=== KUTIPAN TEKS ===
%%

Lafran Pane dan Pahlawan Nasional
Baharuddin Aritonang ;
Mantan
Ketua Komisariat dan Ketua PB HMI;
Doktor Ilmu Hukum; Anggota
Lembaga Pengkajian MPR (2015-2019)
|
REPUBLIKA, 29 Januari
2016
Dengan aktif di
Himpunan Mahasiswa Islam (HMI), saya tidak asing dengan tokoh Lafran Pane.
Secara pribadi, saya kenal beliau. Sering berkunjung dan berdiskusi di
perumahan IKIP Yogyakarta (kini menjadi Universitas Negeri Yogyakarta).
Kebetulan beliau satu
kampung dengan saya. Jika saya lahir di Padangsidempuan, Lafran lahir di
Sipirok pada 5 Februari 1922. Ketika itu, kedua kota ini masih di kabupaten
yang sama, yakni Kabupaten Tapanuli Selatan (setelah Padangsidempuan menjadi
kota tersendiri pada 2001, Sipirok menjadi ibu kota Kabupaten Tapanuli
Selatan). Kedua kota ini berjarak 33 kilometer.
Soal tempat lahir ini
sebenarnya menarik ditulis. Karena ada juga yang menulis beliau lahir di
Padangsidempuan (lihat, antara lain, Fachry Ali, Dimensi-Dimensi Lafran Pane,
harian Republika, 17 Desember 2015). Dari cerita beliau kepada saya, beliau
lahir di Sipirok.
Demikian juga menurut
catatan keluarga, melalui Ir Iqbal Pane, beliau juga lahir di Sipirok. Orang
tua Pak Lafran, Sutan Pangurabaan, merupakan tokoh yang berasal dari Sipirok.
Memang pernah menjadi guru di Muarasipongi dan Padangsidempuan, akan tetapi
sebagian besar hidupnya tinggal di Sipirok. Banyak buku karyanya ditulis di
Sipirok, walau beberapa diterbitkan di Padangsidempuan dan Sibolga.
Lafran Pane merupakan
anak bungsu dari enam bersaudara (di antara saudaranya, Sanusi Pane dan
Armijn Pane). Berdasar riwayat hidupnya, baik yang ditulis Prof Agus Salim
Sitompul maupun ditulis Horiqo Wibawa Satria di buku Lafran Pane, Jejak Hayat
dan Pemikirannya (Penerbit Lingkar, Jakarta, 2010), Pak Lafran pernah menghabiskan
masa sekolahnya di Padangsidempuan, Sibolga, Medan, dan Jakarta. Pernah juga
bekerja di Padangsidempuan sebelum kembali ke Jakarta dan aktif di
kepemudaan.
Memasuki masa kuliah,
Pak Lafran pindah ke Yogyakarta, tempat saat beliau melahirkan karya
monumentalnya, yakni organisasi Himpunan Mahasiswa Islam (HMI) yang
melahirkan banyak tokoh nasional. Ketika masih menjadi mahasiswa Sekolah
Tinggi Islam (STI), Lafran memprakarsai dan mendirikan HMI pada 5 Februari
1947.
Di tengah berkecamuk
sejarah bangsa dan negara yang baru saja didirikan dan ketika penjajah masih
berniat mencengkeram negeri ini, sekelompok mahasiswa yang diprakarsai Lafran
Pane mendirikan HMI. Tujuannya, pertama, mempertahankan negara Republik
Indonesia dan mempertinggi derajat rakyat Indonesia. Kedua, menegakkan dan
mengembangkan ajaran agama Islam.

%%

=== DATA TUGAS ===
%%

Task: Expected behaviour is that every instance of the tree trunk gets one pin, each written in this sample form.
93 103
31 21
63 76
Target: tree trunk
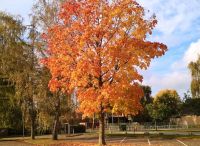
32 127
156 125
93 121
102 129
55 128
32 116
56 120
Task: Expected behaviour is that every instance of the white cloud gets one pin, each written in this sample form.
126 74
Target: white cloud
176 19
193 52
178 77
179 81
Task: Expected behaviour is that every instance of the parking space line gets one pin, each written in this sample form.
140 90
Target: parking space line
122 140
149 141
182 142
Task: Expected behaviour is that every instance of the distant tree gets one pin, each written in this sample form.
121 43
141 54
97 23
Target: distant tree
195 72
190 106
143 115
166 104
10 111
18 62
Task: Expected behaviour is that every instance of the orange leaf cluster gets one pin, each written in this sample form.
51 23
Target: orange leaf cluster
96 49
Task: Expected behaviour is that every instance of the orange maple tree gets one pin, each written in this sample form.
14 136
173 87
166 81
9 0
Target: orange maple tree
96 50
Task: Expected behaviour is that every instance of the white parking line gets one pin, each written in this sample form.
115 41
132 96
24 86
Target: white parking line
149 142
182 142
122 140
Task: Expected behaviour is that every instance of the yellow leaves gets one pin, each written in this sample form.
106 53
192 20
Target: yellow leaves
97 51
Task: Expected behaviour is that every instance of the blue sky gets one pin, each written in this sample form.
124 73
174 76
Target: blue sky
178 27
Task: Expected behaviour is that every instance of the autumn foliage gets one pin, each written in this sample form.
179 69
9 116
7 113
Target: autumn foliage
96 49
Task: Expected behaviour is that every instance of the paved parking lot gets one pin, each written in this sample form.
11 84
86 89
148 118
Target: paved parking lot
116 141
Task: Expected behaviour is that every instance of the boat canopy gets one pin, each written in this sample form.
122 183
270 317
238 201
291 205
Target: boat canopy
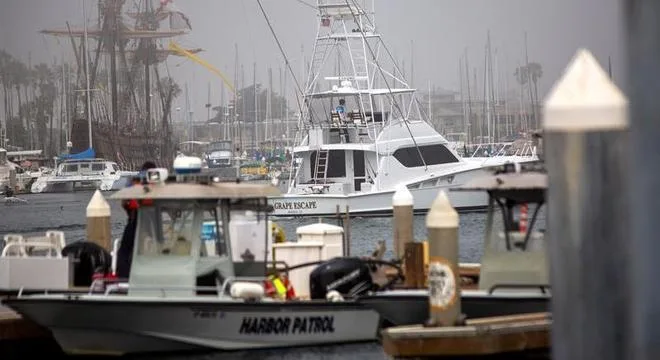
356 92
84 155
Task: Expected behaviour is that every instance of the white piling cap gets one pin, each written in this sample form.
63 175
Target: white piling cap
442 214
97 206
402 196
584 99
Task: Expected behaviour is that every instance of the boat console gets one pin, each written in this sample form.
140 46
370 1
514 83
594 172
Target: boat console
514 257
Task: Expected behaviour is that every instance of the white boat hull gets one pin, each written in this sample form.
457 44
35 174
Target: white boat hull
379 203
55 185
113 326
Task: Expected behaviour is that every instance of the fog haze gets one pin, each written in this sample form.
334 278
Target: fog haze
434 33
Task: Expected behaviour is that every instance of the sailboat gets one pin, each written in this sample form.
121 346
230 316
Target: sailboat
363 133
128 101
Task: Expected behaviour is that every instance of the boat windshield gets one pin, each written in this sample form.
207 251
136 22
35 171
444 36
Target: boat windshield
171 230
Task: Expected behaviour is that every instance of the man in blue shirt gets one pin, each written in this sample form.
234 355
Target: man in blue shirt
340 109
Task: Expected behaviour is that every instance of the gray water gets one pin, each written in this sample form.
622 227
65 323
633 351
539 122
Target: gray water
66 212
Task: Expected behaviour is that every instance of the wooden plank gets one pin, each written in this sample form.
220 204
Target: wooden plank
506 319
14 327
418 341
414 265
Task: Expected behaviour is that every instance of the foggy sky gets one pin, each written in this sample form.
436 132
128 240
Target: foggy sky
440 30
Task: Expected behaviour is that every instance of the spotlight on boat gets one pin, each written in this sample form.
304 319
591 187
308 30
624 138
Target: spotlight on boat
158 175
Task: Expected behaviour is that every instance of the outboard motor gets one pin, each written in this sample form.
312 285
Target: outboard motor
348 276
88 258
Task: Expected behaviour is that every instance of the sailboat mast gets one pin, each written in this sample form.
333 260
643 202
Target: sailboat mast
147 73
87 93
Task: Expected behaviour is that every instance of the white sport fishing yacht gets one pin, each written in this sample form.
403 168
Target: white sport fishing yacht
362 132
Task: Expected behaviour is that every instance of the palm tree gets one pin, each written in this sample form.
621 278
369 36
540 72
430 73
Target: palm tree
5 59
19 76
535 72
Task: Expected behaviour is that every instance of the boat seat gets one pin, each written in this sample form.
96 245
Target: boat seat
57 238
16 248
250 268
181 247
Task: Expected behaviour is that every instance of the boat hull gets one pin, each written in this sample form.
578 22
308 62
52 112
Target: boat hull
379 203
103 325
62 186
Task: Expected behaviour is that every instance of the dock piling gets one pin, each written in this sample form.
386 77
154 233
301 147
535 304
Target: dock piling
444 280
643 51
586 144
402 207
98 221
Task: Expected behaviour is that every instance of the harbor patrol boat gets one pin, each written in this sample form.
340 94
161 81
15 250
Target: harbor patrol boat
184 293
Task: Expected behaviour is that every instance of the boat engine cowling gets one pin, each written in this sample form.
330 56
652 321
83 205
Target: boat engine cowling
348 276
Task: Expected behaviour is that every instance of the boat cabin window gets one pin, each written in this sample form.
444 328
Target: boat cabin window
165 230
213 235
433 155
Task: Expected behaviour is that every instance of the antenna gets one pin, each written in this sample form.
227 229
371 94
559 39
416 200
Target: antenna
87 94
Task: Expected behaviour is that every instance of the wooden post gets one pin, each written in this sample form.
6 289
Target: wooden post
402 207
643 45
98 221
347 232
414 265
444 280
586 144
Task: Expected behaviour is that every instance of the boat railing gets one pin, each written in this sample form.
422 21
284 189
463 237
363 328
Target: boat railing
18 246
221 290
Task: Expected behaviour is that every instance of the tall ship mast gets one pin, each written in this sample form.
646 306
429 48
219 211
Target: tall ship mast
131 95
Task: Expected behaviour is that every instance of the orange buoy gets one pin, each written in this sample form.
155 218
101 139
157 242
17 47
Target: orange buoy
522 224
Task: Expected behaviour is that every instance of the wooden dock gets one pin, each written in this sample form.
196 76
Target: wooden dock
13 327
486 336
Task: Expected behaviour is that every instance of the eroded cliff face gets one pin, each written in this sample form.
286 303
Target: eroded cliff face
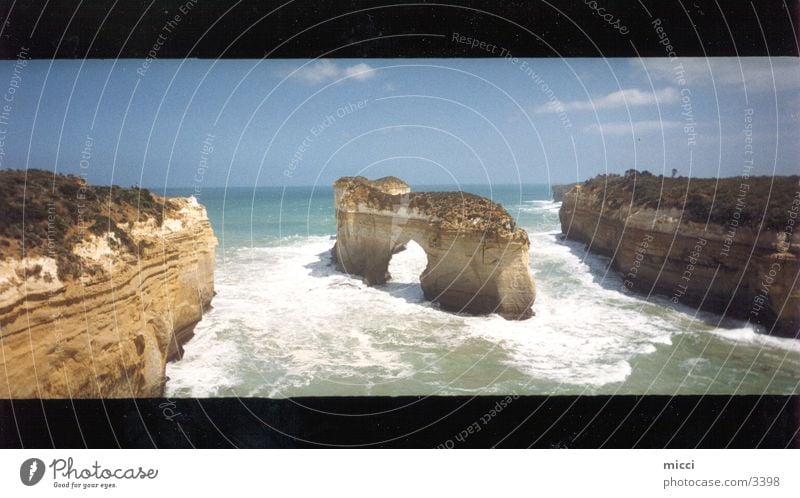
106 325
477 257
729 267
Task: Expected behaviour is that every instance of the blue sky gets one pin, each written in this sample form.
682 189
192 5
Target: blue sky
434 121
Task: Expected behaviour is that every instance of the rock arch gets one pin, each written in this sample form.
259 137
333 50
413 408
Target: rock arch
477 257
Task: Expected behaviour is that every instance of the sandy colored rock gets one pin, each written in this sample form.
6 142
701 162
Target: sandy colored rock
477 257
107 327
744 269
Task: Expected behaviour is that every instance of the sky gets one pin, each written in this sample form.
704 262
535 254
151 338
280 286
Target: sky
224 123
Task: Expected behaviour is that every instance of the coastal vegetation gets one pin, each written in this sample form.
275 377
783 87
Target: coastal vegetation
750 200
42 213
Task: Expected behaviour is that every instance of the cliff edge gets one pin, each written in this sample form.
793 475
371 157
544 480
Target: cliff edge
99 286
477 257
724 245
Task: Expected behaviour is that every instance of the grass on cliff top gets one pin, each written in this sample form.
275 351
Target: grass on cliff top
716 200
55 212
459 211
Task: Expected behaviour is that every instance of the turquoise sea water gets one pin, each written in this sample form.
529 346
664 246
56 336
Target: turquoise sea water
284 323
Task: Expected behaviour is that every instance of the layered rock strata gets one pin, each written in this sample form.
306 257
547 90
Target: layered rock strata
734 252
97 308
478 259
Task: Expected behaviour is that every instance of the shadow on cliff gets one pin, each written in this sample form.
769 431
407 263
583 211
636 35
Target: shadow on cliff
607 277
411 292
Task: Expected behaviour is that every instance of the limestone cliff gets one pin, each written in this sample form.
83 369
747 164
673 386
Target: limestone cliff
727 246
560 190
477 257
99 286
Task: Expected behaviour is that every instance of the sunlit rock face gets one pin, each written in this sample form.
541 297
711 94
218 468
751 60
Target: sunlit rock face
97 311
478 259
736 256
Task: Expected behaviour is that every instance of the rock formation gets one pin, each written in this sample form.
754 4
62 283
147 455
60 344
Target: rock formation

%%

=== PETUNJUK ===
a. Tuliskan ulang tanpa perubahan sebagian teks tentang Lafran Pane, mulai dari kata-kata yang memuat "Lafran Pane merupakan" dan berhenti setelah kata-kata "kepemudaan.".
b. Kumpulkan setiap baris dalam entri yang memuat kata "yellow". Perhatikan huruf besar dan kecil.

=== JAWABAN TUGAS ===
a.
Lafran Pane merupakan
anak bungsu dari enam bersaudara (di antara saudaranya, Sanusi Pane dan
Armijn Pane). Berdasar riwayat hidupnya, baik yang ditulis Prof Agus Salim
Sitompul maupun ditulis Horiqo Wibawa Satria di buku Lafran Pane, Jejak Hayat
dan Pemikirannya (Penerbit Lingkar, Jakarta, 2010), Pak Lafran pernah menghabiskan
masa sekolahnya di Padangsidempuan, Sibolga, Medan, dan Jakarta. Pernah juga
bekerja di Padangsidempuan sebelum kembali ke Jakarta dan aktif di
kepemudaan.

b.
Task: Expected behaviour is that every instance of the yellow leaves gets one pin, each written in this sample form.
Target: yellow leaves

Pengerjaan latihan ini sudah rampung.